— begin EXTRACTED INFORMATION —

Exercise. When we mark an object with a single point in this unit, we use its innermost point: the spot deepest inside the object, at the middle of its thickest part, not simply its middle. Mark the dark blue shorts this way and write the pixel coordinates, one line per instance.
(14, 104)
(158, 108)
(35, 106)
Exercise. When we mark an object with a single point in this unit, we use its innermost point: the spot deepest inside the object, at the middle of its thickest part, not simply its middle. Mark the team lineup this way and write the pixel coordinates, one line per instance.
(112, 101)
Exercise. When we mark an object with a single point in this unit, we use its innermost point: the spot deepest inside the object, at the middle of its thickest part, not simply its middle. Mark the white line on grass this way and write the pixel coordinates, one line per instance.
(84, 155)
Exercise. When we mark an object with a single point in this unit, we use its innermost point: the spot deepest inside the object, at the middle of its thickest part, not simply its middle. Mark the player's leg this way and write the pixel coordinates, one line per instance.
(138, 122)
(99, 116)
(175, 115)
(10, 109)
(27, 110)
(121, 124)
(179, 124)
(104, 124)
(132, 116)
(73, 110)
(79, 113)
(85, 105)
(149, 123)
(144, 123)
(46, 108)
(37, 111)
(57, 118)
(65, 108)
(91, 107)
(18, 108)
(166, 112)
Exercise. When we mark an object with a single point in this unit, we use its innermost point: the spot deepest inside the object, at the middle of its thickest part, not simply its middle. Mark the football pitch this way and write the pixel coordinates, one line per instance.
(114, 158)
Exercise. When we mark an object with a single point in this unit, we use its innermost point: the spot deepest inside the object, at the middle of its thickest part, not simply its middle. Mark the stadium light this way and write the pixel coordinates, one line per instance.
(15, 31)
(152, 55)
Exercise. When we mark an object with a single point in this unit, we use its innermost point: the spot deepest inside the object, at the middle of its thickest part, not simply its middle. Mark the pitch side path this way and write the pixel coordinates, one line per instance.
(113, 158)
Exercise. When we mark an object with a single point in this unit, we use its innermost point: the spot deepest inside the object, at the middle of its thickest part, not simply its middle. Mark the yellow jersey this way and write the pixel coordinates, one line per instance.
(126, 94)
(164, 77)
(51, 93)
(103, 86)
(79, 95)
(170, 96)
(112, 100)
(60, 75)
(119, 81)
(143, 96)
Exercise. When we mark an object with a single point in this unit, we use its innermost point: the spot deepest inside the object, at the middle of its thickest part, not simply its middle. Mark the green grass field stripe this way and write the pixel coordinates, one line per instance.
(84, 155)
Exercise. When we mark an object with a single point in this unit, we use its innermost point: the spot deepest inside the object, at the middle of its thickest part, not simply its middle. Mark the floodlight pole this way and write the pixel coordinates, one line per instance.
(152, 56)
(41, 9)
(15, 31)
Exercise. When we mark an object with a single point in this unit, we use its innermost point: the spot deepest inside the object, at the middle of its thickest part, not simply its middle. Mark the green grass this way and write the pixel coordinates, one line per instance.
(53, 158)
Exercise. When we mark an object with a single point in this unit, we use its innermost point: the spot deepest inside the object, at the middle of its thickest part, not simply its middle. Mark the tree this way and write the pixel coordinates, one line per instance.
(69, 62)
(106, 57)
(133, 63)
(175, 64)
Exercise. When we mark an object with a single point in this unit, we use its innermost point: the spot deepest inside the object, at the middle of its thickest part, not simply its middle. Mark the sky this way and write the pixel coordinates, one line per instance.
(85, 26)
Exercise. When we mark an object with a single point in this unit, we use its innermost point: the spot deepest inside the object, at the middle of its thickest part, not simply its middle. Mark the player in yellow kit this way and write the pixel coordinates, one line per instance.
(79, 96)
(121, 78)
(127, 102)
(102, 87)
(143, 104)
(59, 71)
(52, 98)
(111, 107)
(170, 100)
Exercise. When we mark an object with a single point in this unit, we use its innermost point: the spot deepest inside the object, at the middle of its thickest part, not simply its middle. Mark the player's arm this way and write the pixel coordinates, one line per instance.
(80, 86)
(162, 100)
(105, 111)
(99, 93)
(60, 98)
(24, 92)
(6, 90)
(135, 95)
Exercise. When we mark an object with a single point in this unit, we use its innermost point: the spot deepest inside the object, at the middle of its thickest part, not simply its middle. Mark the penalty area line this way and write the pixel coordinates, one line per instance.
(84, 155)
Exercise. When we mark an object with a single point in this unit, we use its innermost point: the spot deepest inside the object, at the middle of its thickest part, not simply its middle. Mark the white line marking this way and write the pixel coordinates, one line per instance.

— end EXTRACTED INFORMATION —

• [WHAT YOU HAVE TO DO] Copy the records from the line containing "the player in" up to and including the final line of the records, requests included. Scale every coordinate in the answers by 2.2 and round each to the nearest whole number, with halves rounded up.

• [EXERCISE RESULT]
Exercise. When we mark an object with a single point in this unit, we use its innermost point: the spot deepest inside the object, at the middle of its thickest part, not simply its middle. Mark the player in yellow kit this way and write the pixel coordinates, one line per instance.
(174, 211)
(266, 172)
(279, 224)
(224, 191)
(315, 229)
(130, 156)
(114, 216)
(244, 235)
(374, 220)
Exercise. When we mark an object with a single point in this unit, we use its innermost point: the spot deepest inside the object, at the middle of its thickest part, not simply its middle. Mark the player's arm this way and write the pixel coordinates, one line per instance.
(176, 189)
(356, 220)
(231, 244)
(218, 205)
(132, 216)
(53, 202)
(13, 198)
(297, 209)
Exercise. When we mark an object with a single point in this unit, we use its innermost point: the spot deepest inside the object, at the middle of its thickest part, not simply its middle. Mark the penalty area line this way and write the pixel coordinates, one line per instance.
(185, 341)
Exercise. When we mark an object with a single point in this unit, we use its innermost point: the spot deepest inside the object, at the middle of its thickest part, not simply its middle. Mark the white line marking this way and write the pixel coordinates, one line per instance.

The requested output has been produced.